Please write out, word for word, the passage of the Laos travel diary below that begins at the words "17 August 2002" and stops after the words "personal photographic arsenal.".

## [Source passage]

**********

19 August 2002

12. - 19 AUG: Vientiane to Luang Prabang

Wake up early for a walk around the capital town, nothing much really to write home about. Amazing to see rich Thailand across the river from Vientiane. Breakfast at Scandinavian Bakery near the waterfront. Sweden has been a long time friend and donor to Laos, maybe this is why? Or perhaps there are enough Swedish NGOs here that some entrepreneurial local decided to make money catering for them? After cappuccino and croissant we are off to the airport...

18 August 2002

11. - 18 AUG: Pakse to Vientiane

Early rise and uneventful flight to Vientiane, the rather plain looking capital. We check in our hotel and take a walk around the city. A wine shop just a couple of doors from my hotel is perhaps one of the single most surprising sites in Laos. It is a gently air-conditioned, softly lit shop, with a very pretty multilingual Lao lady working at the counter and eager to step up and explain the most detailed nuances about French wines. In a way this shop is a cultural shock, given the context in which it is located. However, come to think of it, it is a shock only inasmuch as I assume that in poor Laos there would be no chance of finding a good shop with excellent wines. Worse, if I subconsciously assumed that no one could possible want this expensive wine in a 300-dollar-a-year salary population. In fact, it should be quite normal for a capital city, albeit of a small country, to have at least one good wine shop, should it not? Not everyone in a poor if the country is poor, of course, and in a capital city there are the embassies, foreign visitors, etc. all of whom can afford expensive wines and as far as the the Lao state is concerned this activity of course generates a revenue in the form of income and excise taxes from the sales, plus a few jobs in commerce, distribution, etc.

17 August 2002

10. - 17 AUG: Muang Khong to Pakse

Pakse is really nothing to write home about, but an unavoidable hub to get to Northern Laos. One afternoon Renata and I were walking around looking for an internet café withouth much success, when we walked by the main temple. We went in and see that all is quiet but something is in the making, the young monks and novices are scurrying to and from in the courtyard, and after a few minutes a gong goes off. I ran to the guesthouse, only a few hundred meters away, and I was soon back with my personal photographic arsenal.

**********

## [Data entries]
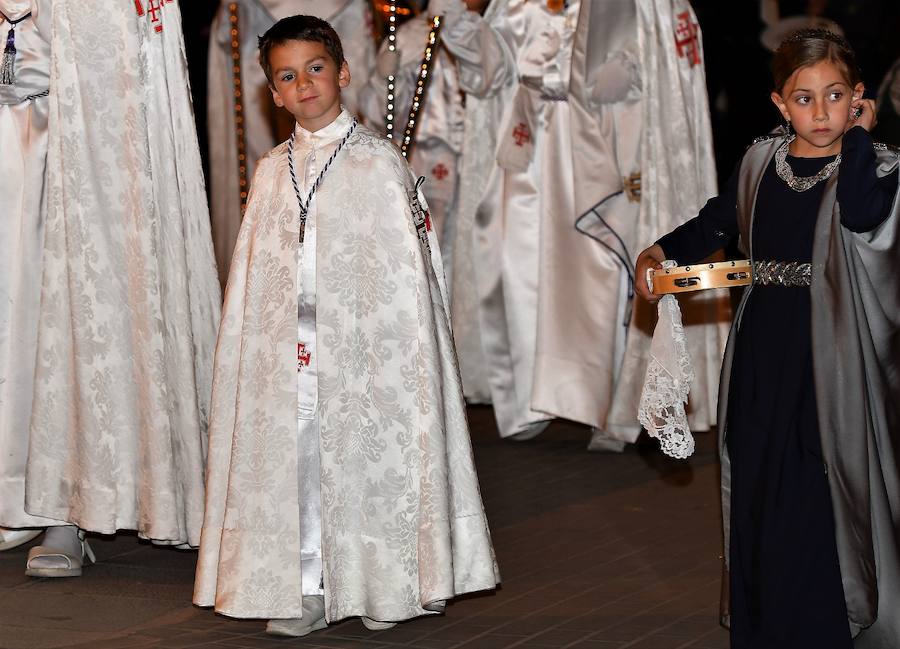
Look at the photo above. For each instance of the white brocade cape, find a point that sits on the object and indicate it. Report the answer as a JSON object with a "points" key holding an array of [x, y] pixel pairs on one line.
{"points": [[403, 524], [129, 299], [24, 108]]}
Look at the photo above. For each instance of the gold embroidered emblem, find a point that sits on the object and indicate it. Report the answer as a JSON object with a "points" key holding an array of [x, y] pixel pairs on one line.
{"points": [[632, 186]]}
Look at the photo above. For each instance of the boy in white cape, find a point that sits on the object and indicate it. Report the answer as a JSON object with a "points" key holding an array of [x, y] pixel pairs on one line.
{"points": [[341, 482]]}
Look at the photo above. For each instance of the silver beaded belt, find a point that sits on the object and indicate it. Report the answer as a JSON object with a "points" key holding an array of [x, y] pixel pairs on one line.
{"points": [[782, 273]]}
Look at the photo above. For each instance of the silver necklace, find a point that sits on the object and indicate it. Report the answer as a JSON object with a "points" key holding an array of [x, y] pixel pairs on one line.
{"points": [[801, 184], [304, 206]]}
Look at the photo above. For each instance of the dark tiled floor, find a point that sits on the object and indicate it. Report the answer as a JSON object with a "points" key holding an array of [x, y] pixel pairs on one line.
{"points": [[596, 551]]}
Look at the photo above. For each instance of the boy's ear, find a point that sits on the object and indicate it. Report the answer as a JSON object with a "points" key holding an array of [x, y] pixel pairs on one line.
{"points": [[780, 105]]}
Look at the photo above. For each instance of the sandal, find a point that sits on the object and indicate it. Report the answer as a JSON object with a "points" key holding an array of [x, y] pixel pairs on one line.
{"points": [[61, 556]]}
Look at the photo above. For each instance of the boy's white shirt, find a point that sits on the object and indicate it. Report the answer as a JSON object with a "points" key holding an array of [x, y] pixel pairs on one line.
{"points": [[403, 526]]}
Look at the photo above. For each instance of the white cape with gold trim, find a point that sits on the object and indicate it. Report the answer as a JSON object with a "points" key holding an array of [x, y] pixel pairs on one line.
{"points": [[403, 525], [130, 301]]}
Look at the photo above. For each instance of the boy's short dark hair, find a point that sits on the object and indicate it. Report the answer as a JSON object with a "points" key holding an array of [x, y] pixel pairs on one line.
{"points": [[299, 28]]}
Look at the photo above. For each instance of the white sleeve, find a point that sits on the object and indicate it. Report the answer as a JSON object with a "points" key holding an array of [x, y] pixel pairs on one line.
{"points": [[484, 58]]}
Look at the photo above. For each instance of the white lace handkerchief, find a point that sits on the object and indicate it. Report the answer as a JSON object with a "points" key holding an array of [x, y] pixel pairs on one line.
{"points": [[667, 383]]}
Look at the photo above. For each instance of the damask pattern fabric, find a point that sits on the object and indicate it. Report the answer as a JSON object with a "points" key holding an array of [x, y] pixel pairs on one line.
{"points": [[403, 525], [130, 300], [24, 110]]}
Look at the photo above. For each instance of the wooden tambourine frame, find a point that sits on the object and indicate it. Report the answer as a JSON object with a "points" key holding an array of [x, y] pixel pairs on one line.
{"points": [[697, 277]]}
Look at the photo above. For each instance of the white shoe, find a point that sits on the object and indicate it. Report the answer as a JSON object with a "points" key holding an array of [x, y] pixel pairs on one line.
{"points": [[602, 442], [313, 619], [62, 553], [375, 625], [10, 539]]}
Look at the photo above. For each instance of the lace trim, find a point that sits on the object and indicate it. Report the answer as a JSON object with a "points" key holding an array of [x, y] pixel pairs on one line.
{"points": [[667, 384]]}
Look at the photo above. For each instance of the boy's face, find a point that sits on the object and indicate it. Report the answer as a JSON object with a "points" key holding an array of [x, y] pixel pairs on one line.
{"points": [[307, 82]]}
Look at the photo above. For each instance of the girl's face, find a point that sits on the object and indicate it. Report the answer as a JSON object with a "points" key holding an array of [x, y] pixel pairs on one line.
{"points": [[816, 100]]}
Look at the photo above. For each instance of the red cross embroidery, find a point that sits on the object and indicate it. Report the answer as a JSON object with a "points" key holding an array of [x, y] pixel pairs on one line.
{"points": [[303, 357], [686, 38], [440, 171], [521, 134], [154, 7]]}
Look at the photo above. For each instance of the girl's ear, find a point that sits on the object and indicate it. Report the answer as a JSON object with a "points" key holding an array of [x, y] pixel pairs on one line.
{"points": [[780, 105]]}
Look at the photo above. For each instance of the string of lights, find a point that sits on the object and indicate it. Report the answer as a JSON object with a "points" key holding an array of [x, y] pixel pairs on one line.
{"points": [[238, 101]]}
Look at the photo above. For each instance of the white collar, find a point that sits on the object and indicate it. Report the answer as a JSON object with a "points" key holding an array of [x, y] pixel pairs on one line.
{"points": [[325, 135]]}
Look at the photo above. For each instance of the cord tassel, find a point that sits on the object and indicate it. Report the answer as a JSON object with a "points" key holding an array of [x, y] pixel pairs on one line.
{"points": [[7, 67]]}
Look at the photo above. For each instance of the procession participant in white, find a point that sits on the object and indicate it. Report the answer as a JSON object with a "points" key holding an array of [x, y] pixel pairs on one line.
{"points": [[643, 160], [520, 52], [129, 297], [24, 85], [341, 480], [438, 140], [441, 146], [263, 125]]}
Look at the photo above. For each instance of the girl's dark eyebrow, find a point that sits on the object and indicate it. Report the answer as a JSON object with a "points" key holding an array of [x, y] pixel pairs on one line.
{"points": [[833, 83]]}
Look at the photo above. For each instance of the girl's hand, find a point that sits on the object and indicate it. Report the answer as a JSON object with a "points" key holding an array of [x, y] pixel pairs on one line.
{"points": [[864, 111], [652, 257]]}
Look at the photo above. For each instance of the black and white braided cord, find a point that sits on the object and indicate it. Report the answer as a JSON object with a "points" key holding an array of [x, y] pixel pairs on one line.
{"points": [[304, 207]]}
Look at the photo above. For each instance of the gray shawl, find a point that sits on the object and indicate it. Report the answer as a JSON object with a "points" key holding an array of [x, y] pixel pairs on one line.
{"points": [[856, 348]]}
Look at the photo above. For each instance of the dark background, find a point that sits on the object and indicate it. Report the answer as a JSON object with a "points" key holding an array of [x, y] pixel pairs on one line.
{"points": [[737, 65]]}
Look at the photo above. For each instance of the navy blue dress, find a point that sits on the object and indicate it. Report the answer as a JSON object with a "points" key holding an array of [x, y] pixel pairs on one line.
{"points": [[785, 580]]}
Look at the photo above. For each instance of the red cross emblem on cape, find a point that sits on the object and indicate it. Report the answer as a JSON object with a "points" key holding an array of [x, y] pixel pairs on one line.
{"points": [[440, 171], [303, 357], [521, 134], [154, 7], [686, 38]]}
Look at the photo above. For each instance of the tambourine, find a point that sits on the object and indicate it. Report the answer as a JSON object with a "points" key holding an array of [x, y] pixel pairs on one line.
{"points": [[697, 277]]}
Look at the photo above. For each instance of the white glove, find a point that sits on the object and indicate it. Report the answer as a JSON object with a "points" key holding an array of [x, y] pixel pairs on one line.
{"points": [[447, 8], [615, 80], [388, 63]]}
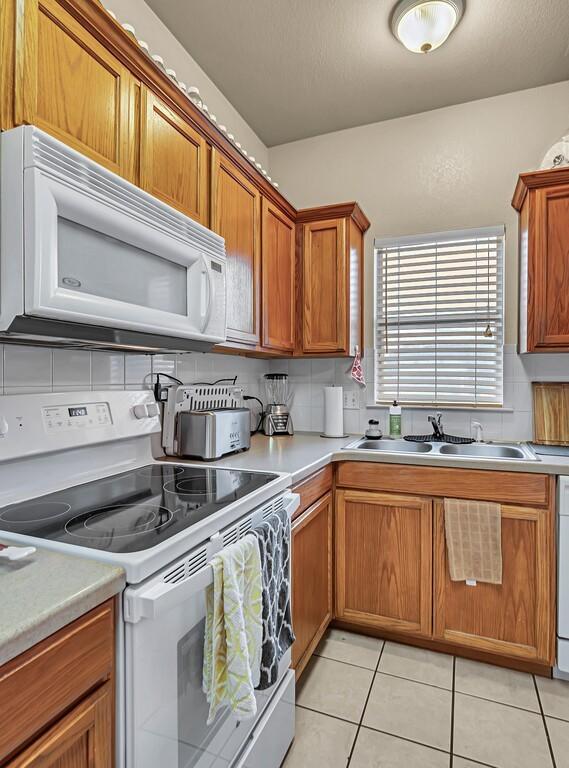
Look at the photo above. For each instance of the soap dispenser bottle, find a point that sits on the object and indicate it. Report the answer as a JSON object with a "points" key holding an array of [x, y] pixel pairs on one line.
{"points": [[395, 420]]}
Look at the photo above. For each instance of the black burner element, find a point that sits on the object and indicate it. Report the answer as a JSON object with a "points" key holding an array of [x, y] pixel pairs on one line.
{"points": [[34, 512], [132, 511]]}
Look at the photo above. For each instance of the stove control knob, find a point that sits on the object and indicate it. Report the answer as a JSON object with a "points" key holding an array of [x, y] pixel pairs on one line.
{"points": [[140, 411]]}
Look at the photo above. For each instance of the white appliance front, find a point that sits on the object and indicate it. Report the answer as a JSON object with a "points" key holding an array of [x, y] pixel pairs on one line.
{"points": [[98, 250], [563, 577], [166, 709]]}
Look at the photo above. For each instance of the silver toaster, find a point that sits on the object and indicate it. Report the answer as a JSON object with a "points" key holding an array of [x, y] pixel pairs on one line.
{"points": [[211, 434], [205, 421]]}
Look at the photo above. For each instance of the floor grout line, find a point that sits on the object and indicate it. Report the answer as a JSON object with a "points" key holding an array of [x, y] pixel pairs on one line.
{"points": [[413, 680], [452, 712], [556, 717], [406, 738], [365, 706], [544, 723], [501, 703], [326, 714], [476, 762], [347, 663]]}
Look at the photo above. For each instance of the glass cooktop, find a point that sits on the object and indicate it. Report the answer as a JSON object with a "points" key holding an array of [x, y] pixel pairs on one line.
{"points": [[134, 510]]}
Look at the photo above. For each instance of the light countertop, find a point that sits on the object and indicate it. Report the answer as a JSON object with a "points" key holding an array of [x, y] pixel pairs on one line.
{"points": [[300, 455], [305, 452], [45, 591]]}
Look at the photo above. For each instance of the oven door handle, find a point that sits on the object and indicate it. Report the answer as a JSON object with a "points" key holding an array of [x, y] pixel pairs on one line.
{"points": [[156, 599], [161, 597]]}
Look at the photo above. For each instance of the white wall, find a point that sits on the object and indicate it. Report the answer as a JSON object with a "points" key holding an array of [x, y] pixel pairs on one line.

**********

## [Answer in full]
17 August 2002

10. - 17 AUG: Muang Khong to Pakse

Pakse is really nothing to write home about, but an unavoidable hub to get to Northern Laos. One afternoon Renata and I were walking around looking for an internet café withouth much success, when we walked by the main temple. We went in and see that all is quiet but something is in the making, the young monks and novices are scurrying to and from in the courtyard, and after a few minutes a gong goes off. I ran to the guesthouse, only a few hundred meters away, and I was soon back with my personal photographic arsenal.